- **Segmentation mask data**
Segment Open

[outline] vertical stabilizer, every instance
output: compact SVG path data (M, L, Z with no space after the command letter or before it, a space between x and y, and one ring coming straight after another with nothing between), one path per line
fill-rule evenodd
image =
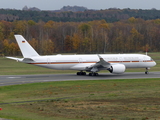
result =
M39 56L33 47L24 39L22 35L15 35L18 46L24 58Z

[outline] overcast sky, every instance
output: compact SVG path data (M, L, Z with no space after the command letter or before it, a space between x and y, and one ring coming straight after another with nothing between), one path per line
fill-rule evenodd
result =
M84 6L88 9L131 8L160 10L160 0L0 0L0 8L22 9L24 6L41 10L58 10L63 6Z

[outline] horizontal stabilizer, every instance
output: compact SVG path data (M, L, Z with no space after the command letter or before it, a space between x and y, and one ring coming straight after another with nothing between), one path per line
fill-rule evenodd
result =
M12 60L16 60L17 62L21 62L23 60L23 58L16 58L16 57L6 57L8 59L12 59Z
M17 62L25 62L25 63L34 62L34 60L31 58L16 58L16 57L6 57L6 58L16 60Z

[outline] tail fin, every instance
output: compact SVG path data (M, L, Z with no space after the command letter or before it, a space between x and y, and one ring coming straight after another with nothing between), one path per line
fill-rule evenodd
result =
M39 56L33 47L24 39L22 35L15 35L19 48L24 58Z

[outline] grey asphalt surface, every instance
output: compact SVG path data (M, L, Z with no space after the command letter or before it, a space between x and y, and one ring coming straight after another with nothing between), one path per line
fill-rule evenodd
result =
M137 79L160 78L160 72L131 72L124 74L99 73L99 76L77 76L76 74L52 74L52 75L0 75L0 86L17 85L36 82L51 81L76 81L76 80L109 80L109 79Z

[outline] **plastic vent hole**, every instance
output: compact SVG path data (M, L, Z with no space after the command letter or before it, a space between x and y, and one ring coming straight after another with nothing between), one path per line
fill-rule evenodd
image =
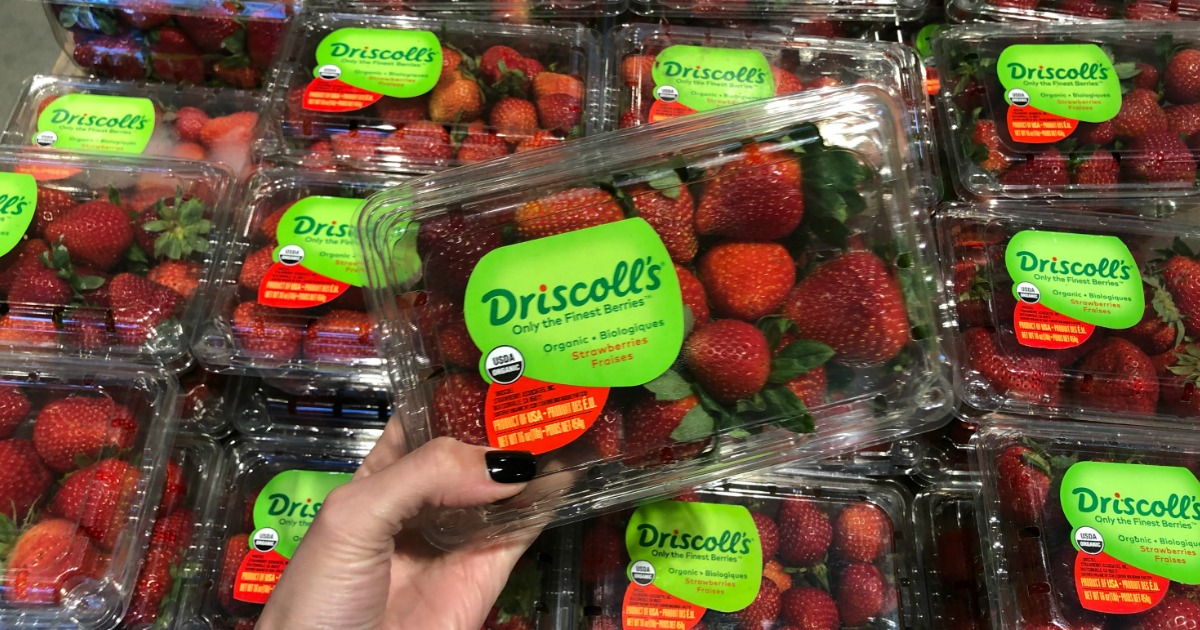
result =
M1189 402L1192 399L1192 395L1195 393L1196 384L1191 381L1187 381L1183 385L1183 395L1179 397L1179 402Z
M1029 585L1029 594L1030 595L1049 595L1050 594L1050 583L1049 582L1037 582L1035 584L1030 584Z
M924 326L924 325L913 326L912 330L909 331L909 336L911 336L914 341L921 341L923 339L928 339L931 335L932 335L932 331L930 330L930 328L928 326Z
M601 610L599 606L584 606L583 607L583 616L584 617L599 617L600 613L602 613L602 612L604 612L604 611Z
M1084 374L1083 380L1079 382L1079 393L1081 393L1081 394L1092 393L1092 380L1093 380L1093 377L1091 374Z
M1017 537L1022 540L1037 540L1042 537L1042 529L1040 527L1022 527L1021 531L1017 532Z
M897 269L912 269L913 258L911 254L900 254L896 256Z

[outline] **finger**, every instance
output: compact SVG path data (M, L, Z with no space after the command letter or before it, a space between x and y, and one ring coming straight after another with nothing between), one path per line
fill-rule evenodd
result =
M379 441L371 448L371 452L367 453L362 465L355 471L354 477L356 479L367 477L387 468L403 457L407 450L408 442L404 437L404 428L395 418L388 420L383 427L383 435L379 436Z

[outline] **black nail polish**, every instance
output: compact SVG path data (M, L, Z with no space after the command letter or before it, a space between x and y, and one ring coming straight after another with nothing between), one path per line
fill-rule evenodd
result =
M496 483L524 483L537 474L537 459L527 451L488 451L483 457Z

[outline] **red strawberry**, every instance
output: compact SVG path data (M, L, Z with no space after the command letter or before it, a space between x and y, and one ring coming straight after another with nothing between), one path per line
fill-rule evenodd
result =
M774 313L796 283L796 263L779 243L718 243L696 266L718 317L757 321Z
M762 547L763 562L767 562L775 557L775 553L779 551L779 527L775 525L775 521L770 516L762 512L751 512L750 517L754 519L754 527L758 530L758 542Z
M533 77L533 97L541 100L551 94L566 94L582 101L585 88L579 77L557 72L539 72Z
M621 83L650 92L654 89L654 55L629 55L621 60Z
M983 328L968 330L964 337L967 366L997 396L1043 402L1057 399L1062 371L1053 356L1015 345L1002 348L997 337Z
M258 112L236 112L218 116L200 128L200 144L209 150L249 150L254 140L254 128L258 126Z
M187 510L160 517L154 524L150 548L142 562L122 627L153 623L158 618L163 601L175 583L176 568L191 542L194 524L192 513Z
M487 383L477 373L452 372L443 377L433 394L437 435L486 446L488 436L483 416L487 392Z
M15 249L0 257L0 293L7 293L18 275L45 266L42 254L49 251L50 246L46 241L34 238L21 241Z
M79 458L97 459L107 450L133 446L138 422L124 405L108 398L71 396L38 412L33 445L51 470L78 468Z
M133 224L121 206L89 201L46 226L46 240L61 242L75 264L108 271L133 244Z
M175 133L183 142L200 142L200 131L209 121L208 114L197 107L181 107L175 112Z
M258 224L258 236L265 239L268 243L274 243L278 237L279 222L283 220L283 215L295 205L295 202L285 203L275 210L271 211L262 223Z
M696 204L687 186L670 186L661 190L638 184L627 191L633 199L637 215L644 219L662 239L671 260L687 264L696 256L699 242L696 237Z
M771 75L775 78L775 96L795 94L804 89L804 84L800 82L800 77L783 68L771 66Z
M996 458L996 495L1005 518L1018 527L1039 522L1050 492L1049 464L1025 446L1009 446Z
M44 265L30 266L17 274L8 290L8 301L16 304L66 306L71 303L71 285L58 272Z
M482 129L467 132L462 146L458 148L458 161L462 164L486 162L508 155L508 143L500 136Z
M887 363L908 343L908 313L900 284L878 256L842 254L792 289L781 307L800 339L834 349L851 367Z
M523 98L506 96L492 106L488 121L502 138L516 144L538 130L538 110Z
M1163 92L1176 105L1200 103L1200 50L1185 48L1171 57L1163 73Z
M242 90L253 90L262 81L262 74L244 61L223 59L213 64L212 74L217 81Z
M225 541L225 553L221 556L221 572L217 578L217 599L231 614L245 612L248 605L233 598L233 586L237 581L242 561L250 555L250 535L234 534Z
M1034 153L1000 176L1001 184L1020 188L1055 188L1068 182L1067 159L1054 147Z
M165 516L179 509L187 493L187 477L183 474L183 468L175 460L168 460L167 475L163 480L162 501L158 505L159 516Z
M1150 357L1128 340L1105 339L1077 369L1083 378L1073 387L1081 402L1116 413L1154 413L1158 375Z
M259 70L267 70L275 61L287 32L287 21L281 19L258 19L246 22L246 54L250 63Z
M1154 608L1133 617L1128 630L1196 630L1200 628L1200 604L1168 593Z
M1133 77L1133 87L1151 92L1158 89L1158 68L1142 61L1139 61L1135 68L1137 74Z
M974 586L979 573L979 535L968 528L937 534L939 579L944 585Z
M797 586L783 593L780 610L788 628L840 630L837 602L819 588Z
M76 41L72 53L75 63L93 73L119 81L146 78L146 63L141 44L132 36L97 35Z
M385 96L383 100L375 103L375 111L379 113L379 117L385 124L399 129L410 122L425 119L429 112L429 98L427 96L412 98Z
M136 9L117 9L117 17L133 28L148 31L170 20L171 13L166 4L145 0Z
M66 191L38 186L37 210L33 215L33 232L38 236L44 236L48 225L77 205L79 202L75 201L75 198Z
M472 122L483 114L479 83L460 71L443 75L429 95L429 119L439 123Z
M774 143L753 143L718 169L696 209L703 235L748 240L783 238L804 217L800 161Z
M1092 20L1107 20L1112 17L1112 9L1100 4L1098 0L1063 0L1058 8L1068 15Z
M681 443L671 437L699 404L695 396L666 401L647 396L634 403L625 414L626 462L634 466L667 464L699 454L707 440Z
M246 260L242 262L242 268L238 271L238 286L250 291L254 295L258 295L258 288L262 285L263 278L267 277L267 271L275 264L275 245L267 245L266 247L252 252L246 256Z
M1084 146L1089 144L1105 146L1112 144L1117 139L1117 133L1113 130L1111 120L1102 123L1079 123L1076 133L1079 137L1079 144Z
M762 580L758 586L758 596L734 616L742 630L770 630L779 616L779 588L771 580Z
M517 208L517 235L534 240L625 218L621 206L600 188L570 188Z
M329 152L339 162L369 162L379 151L379 146L383 144L384 139L391 137L380 132L363 129L335 133L329 137ZM310 155L317 153L315 158L320 161L319 153L323 148L318 147L318 144L314 143L309 147L309 153Z
M587 528L579 555L579 573L584 584L604 584L613 576L622 576L628 563L623 529L605 521L595 521Z
M1195 185L1196 160L1191 149L1169 131L1134 138L1121 160L1122 170L1140 182Z
M1163 110L1167 115L1167 130L1187 138L1200 132L1200 103L1172 105ZM38 200L39 209L41 199Z
M233 312L233 336L252 357L287 361L300 351L304 328L286 311L242 302Z
M683 305L691 309L694 327L699 328L709 321L708 297L704 294L704 285L692 275L692 272L675 265L675 275L679 277L679 290L683 293Z
M640 115L637 110L629 110L621 114L621 121L617 124L617 129L629 129L646 124L645 117Z
M833 546L853 562L874 562L891 544L892 521L872 503L855 503L838 514Z
M119 459L104 459L67 477L49 512L74 521L104 549L112 549L129 520L141 475Z
M779 507L779 559L794 567L808 567L825 558L833 542L829 516L816 504L788 499Z
M499 228L479 225L462 213L423 221L417 234L426 284L454 300L462 298L479 261L503 245L504 235Z
M1016 162L1016 157L1005 148L1000 135L996 133L995 121L986 118L975 121L975 128L971 131L971 142L983 147L987 152L987 157L979 163L986 171L1002 173Z
M479 70L489 83L495 84L506 72L516 70L522 59L524 55L508 46L492 46L479 58Z
M204 85L204 58L183 31L165 26L150 44L150 69L154 77L170 83Z
M763 579L774 582L775 588L779 589L780 593L786 593L788 589L792 588L792 574L788 573L778 560L768 560L763 565Z
M435 166L446 165L454 157L450 133L428 120L412 122L397 130L383 140L379 151L389 159Z
M183 302L174 289L132 273L109 282L109 299L117 338L131 346L157 337L158 327L175 317Z
M1080 158L1075 172L1071 174L1071 183L1111 189L1117 184L1120 176L1121 165L1113 154L1108 151L1095 151Z
M719 319L692 332L680 353L713 398L732 404L754 396L771 374L771 350L758 328Z
M825 366L818 365L800 376L785 381L783 386L792 390L796 398L799 398L800 402L804 403L808 409L819 407L825 404L825 395L829 387Z
M517 70L525 75L525 78L521 81L521 86L528 92L529 88L532 87L533 81L546 71L546 67L542 65L542 62L533 57L522 57L520 61L513 65L513 70Z
M570 94L548 94L537 100L537 113L543 129L567 134L583 118L583 103Z
M517 145L517 148L514 149L514 152L524 153L525 151L535 151L537 149L544 149L546 147L558 146L562 143L563 141L561 138L558 138L549 131L535 131L532 136L522 140L521 143Z
M837 585L838 616L847 626L861 626L883 611L883 574L873 564L855 562L842 571Z
M1179 14L1171 10L1174 3L1163 3L1157 0L1134 0L1125 5L1126 20L1154 20L1177 22Z
M331 361L379 356L371 318L360 311L336 310L313 320L304 335L304 356Z
M1162 278L1183 316L1184 329L1193 337L1200 336L1200 261L1172 256L1163 265Z
M1121 109L1112 119L1113 133L1128 140L1167 130L1167 115L1158 104L1158 94L1135 88L1121 99Z
M53 481L29 440L0 440L0 514L22 522Z
M0 439L8 438L17 430L29 417L31 406L29 398L16 386L0 385Z
M10 306L0 317L0 347L54 346L58 327L43 312Z
M200 287L200 271L200 263L190 260L164 260L151 269L146 278L187 299Z
M232 52L233 47L228 46L225 40L242 30L241 25L234 20L232 4L214 3L209 5L203 14L184 13L175 16L175 21L201 52Z
M438 352L447 365L468 370L476 369L483 358L483 352L471 341L470 333L467 332L467 322L462 315L455 314L453 317L452 321L438 328Z
M4 599L57 604L66 584L99 577L103 564L100 552L74 523L46 519L25 530L9 550Z
M596 418L583 438L596 449L600 459L620 457L625 450L625 414L621 407L611 401L604 405L600 417Z

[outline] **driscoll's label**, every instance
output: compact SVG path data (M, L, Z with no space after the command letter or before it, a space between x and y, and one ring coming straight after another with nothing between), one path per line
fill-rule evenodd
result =
M325 497L349 483L351 477L349 473L288 470L267 482L254 502L250 553L238 568L234 599L267 603Z
M661 376L683 345L679 278L642 219L488 253L463 314L491 383L486 425L497 448L570 443L600 415L609 388Z
M365 282L354 213L359 199L306 197L292 204L275 230L275 263L258 301L278 308L325 304Z
M736 612L762 582L762 543L740 505L663 501L638 508L629 551L624 628L688 630L708 609Z
M33 144L136 155L150 143L154 121L154 103L148 98L67 94L42 110Z
M437 85L442 44L428 31L338 29L317 45L314 81L303 107L348 112L384 96L421 96Z
M0 173L0 256L13 250L37 210L37 181L25 173Z
M1080 122L1112 120L1121 109L1121 81L1095 44L1020 44L1000 53L996 73L1008 103L1013 140L1057 142Z
M1079 462L1059 497L1084 608L1136 614L1172 581L1200 584L1200 481L1187 468Z
M1132 327L1145 310L1137 261L1115 236L1026 230L1009 242L1004 264L1025 346L1074 348L1097 326Z
M651 122L775 96L771 65L757 50L671 46L652 76Z

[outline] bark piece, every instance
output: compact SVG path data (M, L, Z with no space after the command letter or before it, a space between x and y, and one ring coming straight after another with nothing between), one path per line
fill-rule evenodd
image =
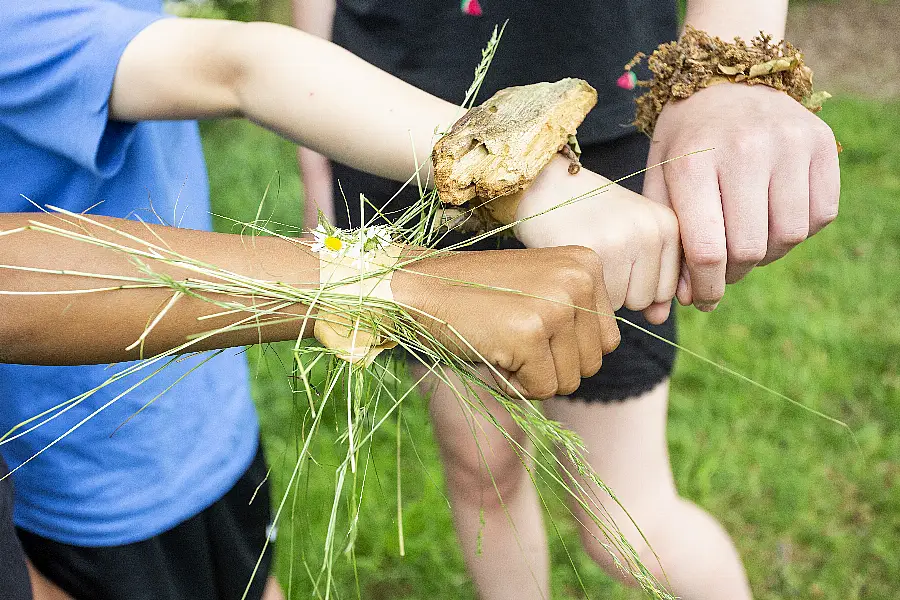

Segment Closed

- **Work to be completed**
Please reproduce exactly and only the lines from the first line of the records through the line containing "[outline] grey asphalt", both included, omitting any pictures.

- **Solution**
[outline] vertical stabilizer, every instance
output: compact SVG path data (M, L, Z with no space after the command letter or before it, a space between x and y, and one ring coming straight after another with nothing between), one path per line
fill-rule evenodd
image =
result =
M39 56L33 47L24 39L22 35L15 35L18 46L24 58Z

[outline] overcast sky, every instance
output: compact SVG path data (M, L, Z with no space after the command letter or before it, a space between x and y, and one ring coming straight after another with nothing between), one path per line
fill-rule evenodd
result =
M84 6L88 9L131 8L160 10L160 0L0 0L0 8L22 9L24 6L41 10L58 10L63 6Z

[outline] horizontal stabilizer, every instance
output: compact SVG path data (M, L, Z with no space after the command letter or before it, a space between x and y, and one ring coming straight after another with nothing between), one path per line
fill-rule evenodd
result =
M12 60L16 60L17 62L21 62L23 60L23 58L16 58L16 57L6 57L8 59L12 59Z
M17 62L25 62L25 63L34 62L34 60L31 58L16 58L16 57L6 57L6 58L16 60Z

[outline] tail fin, every instance
output: compact SVG path data (M, L, Z with no space after the command letter or before it, a space between x and y, and one ring coming straight after another with nothing between), one path per line
fill-rule evenodd
result =
M39 56L33 47L24 39L22 35L15 35L19 48L24 58Z

[outline] grey asphalt surface, every instance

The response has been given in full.